> **ИЗУЧИТЕ МАТЕРИАЛ**:
1 - Что, по словам Исая Кузнецова в тексте о пьесе «Город на заре», сделал Галич, когда пьесу поставили в театре им. Вахтангова за подписью одного Арбузова?
2 - Продолжите текст о пьесе «Город на заре» после его последнего предложения.

> **ИСХОДНЫЙ ТЕКСТ**:
▼
Почему же автор “Города” — один Арбузов?

Идет генералка, полный зал — вся театральная Москва. Мелькают в зале знакомые лица авторов — первых исполнителей довоенного спектакля. Все как будто спокойны, веселы, принимают всё как должное. И авторство Арбузова — тоже знак времени, когда простая порядочность давно стала размытым, неясным понятием.

В антракте мне и довелось стать свидетельницей страшноватой сцены, о которой хочу рассказать.

По центральному проходу в партере шли навстречу друг другу Галич и Арбузов, оба вальяжные, красивые, барственные, франты.

Сошлись как раз против места, где я сидела, так, что хорошо было мне все видно и слышно.

Алексей Николаевич протянул руку. Александр Аркадьевич убрал руки за спину. Алексей Николаевич изумился — забавно, дескать, улыбнулся.

Александр Аркадьевич громко и отчетливо сказал:

— Я считаю, что это, — кивок на сцену, — литературное мародерство. Хоть бы помянули тех, кого нет в живых.

Обошел опешившего классика и пошел дальше”.

Показания очевидца настолько красочны и убедительны, что их можно включать хоть в биографии Галича и Арбузова, хоть в милицейский протокол. Нам всё же показалось странным, почему о столь скандальном происшествии, о котором, казалось бы, должна была говорить “вся театральная Москва”, никто больше не упоминает.

Вряд ли могло такое выпасть из памяти Исая Константиновича Кузнецова — самого что ни на есть “театрального человека”: драматурга, писателя, преподавателя ВГИКа, бывшего студийца и соавтора Галича в ранних сценических опытах. Он пишет:

“Когда заново отредактированный Арбузовым вариант пьесы [“Город на заре”] был поставлен в театре им. Вахтангова за подписью одного Арбузова, Галич написал ему резкое письмо, в котором, осуждая его, напомнил о тех студийцах-авторах, что не вернулись с войны”.

Это, согласитесь, уже нечто совсем иное, нежели публичное оскорбление в партере театра!

Но ведь могло же случиться, что существовали и эпизод в театре, и письмо?

Обратимся к самому Галичу, вернее, к его автобиографической повести “Генеральная репетиция”, увидевшей свет на Западе уже после того, как автор покинул СССР; замалчивать что-либо ему было ни к чему. Наоборот: любая неточность могла стать поводом для болезненных укусов советской прессы, которая диссидентов со “Свободы” отнюдь не жаловала.

“Когда в 1956 году драматург Алексей Арбузов опубликовал эту пьесу под одной своей фамилией, он не только в самом прямом значении этого слова обокрал павших и живых.

Это бы еще полбеды!

Отвратительно другое — он осквернил память павших, оскорбил и унизил живых!

Уже зная всё то, что знали мы в эти годы, он снова позволил себе вытащить на сцену, попытаться выдать за истину ходульную романтику и чудовищную ложь...
▲
> **ЗАПИСАННЫЕ ДАННЫЕ**:
▼
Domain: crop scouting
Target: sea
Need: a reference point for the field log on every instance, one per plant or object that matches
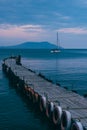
(67, 69)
▲
> **ОТВЕТЫ К ЗАДАНИЯМ**:
1 - Галич написал Арбузову резкое письмо, в котором осудил его и напомнил о студийцах-авторах, не вернувшихся с войны.

2 -
Политическое и нравственное невежество нашей молодости стало теперь откровенной подлостью.

В разговоре с одним из бывших студийцев я высказал как-то все эти соображения. Слова мои, очевидно, дошли до Арбузова”.

Очередной и весьма крутой поворот сюжета. Получается, что не было ни эффектного жеста в театре, ни “резкого письма”. Впрочем, момент с письмом до некоторой степени объясним. В своем разговоре с И.Кузнецовым, которого Галич, похоже, обозначает как “одного из бывших студийцев”, он мог сказать, что хочет написать или отправить подобное послание. В воспоминаниях такая вероятность как бы реализовалась. Но вот для скандала на генеральной репетиции места никак не находится. Да и не было скорее ничего из того, о чем сообщает Мирра Агранович.

И дело тут отнюдь не в желании свидетеля извратить истину. Скорее всего, разговоры о “литературном мародерстве” Арбузова Галич вел не с одним Кузнецовым, и его отношение к возобновлению пьесы было хорошо известно в околотеатральном мире. Хлесткие слова передавались из уст в уста, так как иного способа передачи информации, кроме слухов, не существовало. Слово произнесенное изменялось, редактировалось, дополнялось и вставлялось в ситуации — придуманные, но вполне соответствующие духу слова.

Именно для того, чтобы проиллюстрировать появление подобных уверенных свидетельств и их действительную цену, мы и задержались на этом эпизоде.

Важно, что даже тогда, когда речь идет о сравнительно недавнем времени, следует с большой осторожностью подходить к материалам мемуарного характера, проверять и перепроверять заложенную в них информацию. В противном случае мы рискуем оказаться в плену тех многочисленных мифов, которые широко распространялись в СССР на благодатной почве отсутствия гласности и свободы слова.